§ Stated problem
Return every line of the records that contains the word "person", matching case exactly.

§ Task input
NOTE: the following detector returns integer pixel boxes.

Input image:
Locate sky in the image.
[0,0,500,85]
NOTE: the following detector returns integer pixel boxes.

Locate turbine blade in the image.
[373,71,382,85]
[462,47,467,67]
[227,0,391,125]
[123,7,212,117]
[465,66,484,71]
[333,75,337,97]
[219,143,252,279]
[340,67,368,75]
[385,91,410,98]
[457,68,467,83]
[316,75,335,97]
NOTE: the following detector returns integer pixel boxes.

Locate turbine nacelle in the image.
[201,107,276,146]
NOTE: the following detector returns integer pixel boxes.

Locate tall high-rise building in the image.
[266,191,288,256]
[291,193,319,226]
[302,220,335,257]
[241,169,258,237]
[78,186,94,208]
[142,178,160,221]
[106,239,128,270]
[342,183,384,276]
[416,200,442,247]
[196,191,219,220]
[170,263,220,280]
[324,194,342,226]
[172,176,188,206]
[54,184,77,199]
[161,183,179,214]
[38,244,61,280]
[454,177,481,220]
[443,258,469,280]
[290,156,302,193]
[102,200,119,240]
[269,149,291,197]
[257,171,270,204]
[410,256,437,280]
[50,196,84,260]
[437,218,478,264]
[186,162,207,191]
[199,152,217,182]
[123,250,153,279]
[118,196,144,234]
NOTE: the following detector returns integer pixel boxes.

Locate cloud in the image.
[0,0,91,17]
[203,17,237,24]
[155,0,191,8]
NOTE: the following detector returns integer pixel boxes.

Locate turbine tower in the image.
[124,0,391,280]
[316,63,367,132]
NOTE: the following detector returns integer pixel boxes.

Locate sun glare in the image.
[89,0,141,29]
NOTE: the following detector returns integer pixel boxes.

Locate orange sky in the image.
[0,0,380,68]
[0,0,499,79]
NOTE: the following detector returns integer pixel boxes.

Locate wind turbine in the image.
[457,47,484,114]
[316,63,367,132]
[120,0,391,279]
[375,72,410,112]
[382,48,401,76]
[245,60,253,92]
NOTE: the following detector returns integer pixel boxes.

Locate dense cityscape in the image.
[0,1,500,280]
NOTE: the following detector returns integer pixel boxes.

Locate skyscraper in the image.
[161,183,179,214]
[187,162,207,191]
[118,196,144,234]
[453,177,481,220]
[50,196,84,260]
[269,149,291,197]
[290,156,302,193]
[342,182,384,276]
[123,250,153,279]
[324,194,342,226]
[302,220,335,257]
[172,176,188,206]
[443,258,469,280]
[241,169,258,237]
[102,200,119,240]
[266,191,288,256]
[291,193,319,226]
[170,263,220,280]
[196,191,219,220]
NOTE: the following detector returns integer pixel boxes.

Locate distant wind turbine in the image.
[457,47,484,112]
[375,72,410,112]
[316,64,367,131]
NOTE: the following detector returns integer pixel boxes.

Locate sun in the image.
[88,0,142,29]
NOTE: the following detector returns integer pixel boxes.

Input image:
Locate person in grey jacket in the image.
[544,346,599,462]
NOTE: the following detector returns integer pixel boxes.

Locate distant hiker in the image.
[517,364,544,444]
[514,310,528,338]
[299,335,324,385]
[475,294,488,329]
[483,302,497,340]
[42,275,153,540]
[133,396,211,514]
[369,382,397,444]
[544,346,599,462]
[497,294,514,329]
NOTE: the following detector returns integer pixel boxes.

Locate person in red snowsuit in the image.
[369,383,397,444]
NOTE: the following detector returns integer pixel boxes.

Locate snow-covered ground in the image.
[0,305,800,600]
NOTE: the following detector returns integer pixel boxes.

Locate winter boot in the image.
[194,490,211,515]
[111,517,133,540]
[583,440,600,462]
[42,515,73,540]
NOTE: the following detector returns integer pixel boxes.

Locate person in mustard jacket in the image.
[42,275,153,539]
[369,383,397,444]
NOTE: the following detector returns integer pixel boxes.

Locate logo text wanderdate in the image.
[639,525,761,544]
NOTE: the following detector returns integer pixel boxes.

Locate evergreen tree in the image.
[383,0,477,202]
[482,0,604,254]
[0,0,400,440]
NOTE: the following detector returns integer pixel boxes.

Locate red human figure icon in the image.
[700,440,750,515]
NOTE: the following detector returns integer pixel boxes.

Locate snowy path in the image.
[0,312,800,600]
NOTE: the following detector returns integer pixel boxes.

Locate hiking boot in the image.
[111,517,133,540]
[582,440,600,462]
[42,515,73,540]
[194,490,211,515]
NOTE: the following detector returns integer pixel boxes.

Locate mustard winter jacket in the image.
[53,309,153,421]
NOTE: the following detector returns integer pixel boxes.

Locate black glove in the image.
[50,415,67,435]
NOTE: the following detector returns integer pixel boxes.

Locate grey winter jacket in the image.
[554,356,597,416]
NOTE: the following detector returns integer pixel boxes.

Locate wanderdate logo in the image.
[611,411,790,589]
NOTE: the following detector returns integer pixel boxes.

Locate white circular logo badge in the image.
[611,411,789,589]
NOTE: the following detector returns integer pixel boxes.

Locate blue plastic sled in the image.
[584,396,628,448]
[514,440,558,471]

§ Expected answer
Locate person in grey jacket in the image.
Locate person in red snowsuit in the image.
Locate person in mustard jacket in the image.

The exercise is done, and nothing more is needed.